Work instructions ▸
The answer consists solely of the data below, reproduced exactly.

+++ Material for this task

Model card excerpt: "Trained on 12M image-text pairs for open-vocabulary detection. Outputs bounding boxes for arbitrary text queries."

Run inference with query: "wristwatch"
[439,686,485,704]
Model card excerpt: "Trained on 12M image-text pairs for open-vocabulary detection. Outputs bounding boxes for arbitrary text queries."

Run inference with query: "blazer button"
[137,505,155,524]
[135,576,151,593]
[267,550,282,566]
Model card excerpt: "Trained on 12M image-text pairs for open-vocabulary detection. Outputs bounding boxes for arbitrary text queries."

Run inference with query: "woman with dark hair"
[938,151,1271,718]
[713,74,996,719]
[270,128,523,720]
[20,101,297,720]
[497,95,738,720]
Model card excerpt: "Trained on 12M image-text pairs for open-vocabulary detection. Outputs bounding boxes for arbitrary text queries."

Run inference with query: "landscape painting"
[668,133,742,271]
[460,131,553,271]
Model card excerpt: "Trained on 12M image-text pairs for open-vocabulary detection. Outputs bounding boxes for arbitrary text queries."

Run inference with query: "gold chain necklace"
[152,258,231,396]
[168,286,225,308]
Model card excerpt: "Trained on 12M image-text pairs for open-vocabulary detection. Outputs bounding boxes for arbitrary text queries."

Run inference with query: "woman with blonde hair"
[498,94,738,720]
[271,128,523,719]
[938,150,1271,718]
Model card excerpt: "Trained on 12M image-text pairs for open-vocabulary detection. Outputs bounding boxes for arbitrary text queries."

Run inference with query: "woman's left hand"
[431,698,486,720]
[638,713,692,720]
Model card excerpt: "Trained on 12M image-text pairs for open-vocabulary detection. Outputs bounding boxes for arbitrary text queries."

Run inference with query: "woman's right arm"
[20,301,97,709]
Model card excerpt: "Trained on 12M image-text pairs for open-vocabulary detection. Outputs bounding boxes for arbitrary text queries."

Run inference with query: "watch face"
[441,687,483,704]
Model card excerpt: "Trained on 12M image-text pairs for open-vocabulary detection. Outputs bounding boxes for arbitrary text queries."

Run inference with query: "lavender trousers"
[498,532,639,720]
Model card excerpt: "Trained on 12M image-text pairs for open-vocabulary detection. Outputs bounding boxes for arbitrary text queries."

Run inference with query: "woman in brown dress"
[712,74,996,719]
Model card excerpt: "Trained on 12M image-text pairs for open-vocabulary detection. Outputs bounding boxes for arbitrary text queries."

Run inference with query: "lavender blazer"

++++++

Result ▸
Model card excerpt: "Trained on 12M image-text pairs for open-vocabulary detection. Outputs bounding boxes for arbitrary text queries."

Run inference with query: "wristwatch"
[439,686,485,704]
Model card excerpt: "Trained on 12M image-text pairs for open-vocabulary detection. Outputs bounding boxes for arbitrary text queries."

Run inference with query: "blazer button"
[137,505,155,524]
[135,576,151,593]
[267,550,282,566]
Model card excerpt: "Trained on 12M image-text pairs for open-vocabulary detection. Outputs bounding boxes for arbitrary text queries."

Run inference with query: "woman with dark hair"
[938,151,1271,718]
[713,74,996,719]
[270,128,523,720]
[20,101,297,720]
[497,95,738,720]
Model card excerpt: "Trained on 12M image-text pairs for open-vocabulary detection. Outputs bounding boxes for arbitrary text queries."

Run inference with query: "landscape painting"
[668,133,742,271]
[460,131,553,271]
Model card excerpt: "Trained on 12M image-text pairs for open-vocabulary detection. Outputs bounding boxes for arbitrary text queries."

Run inference with query: "gold chain necklace"
[152,258,231,396]
[168,286,225,308]
Model card excerpt: "Trained on 12M image-text pairs for open-vocabulary detection. Outputs bounding boxes for arbitrary text queries."

Run inference with query: "woman with blonde hair"
[498,94,738,720]
[271,128,523,719]
[938,150,1271,718]
Model card excerpt: "Trained on 12M image-text pairs for open-vocabulary detection. Outputs bounding boxes for arbitrary text queries."

Run inference with query: "woman's left hand"
[431,698,486,720]
[638,713,692,720]
Model card excerpt: "Trained on 12M image-text pairs for open-vocabulary detection. Outputs bounding boxes for arbitrary text queries."

Run inference with query: "woman's right arm"
[20,301,97,709]
Model card excerpt: "Trained on 12M image-text pairs for open-vocabulary detection. Outputs bounding boxes for arbitrary text queries."

Run inference with query: "watch face"
[441,687,483,704]
Model card excerpt: "Trained on 12M image-text pairs for open-vocabulary detection. Outputs bounding boxes for arbitrary text queries."

Run inference with query: "lavender trousers"
[498,532,639,720]
Model card excerpt: "Trained on 12M image-text pairs for open-vocabulary detection. Outputs bounding boxes for arbitrary text queries."

Run inference with query: "woman in brown dress"
[712,74,996,719]
Model card excerpt: "Trained on 12M image-text pairs for open-vocabulary detection. Outputs bounding boxes for arbitrary text queries."

Run inference with query: "lavender blazer"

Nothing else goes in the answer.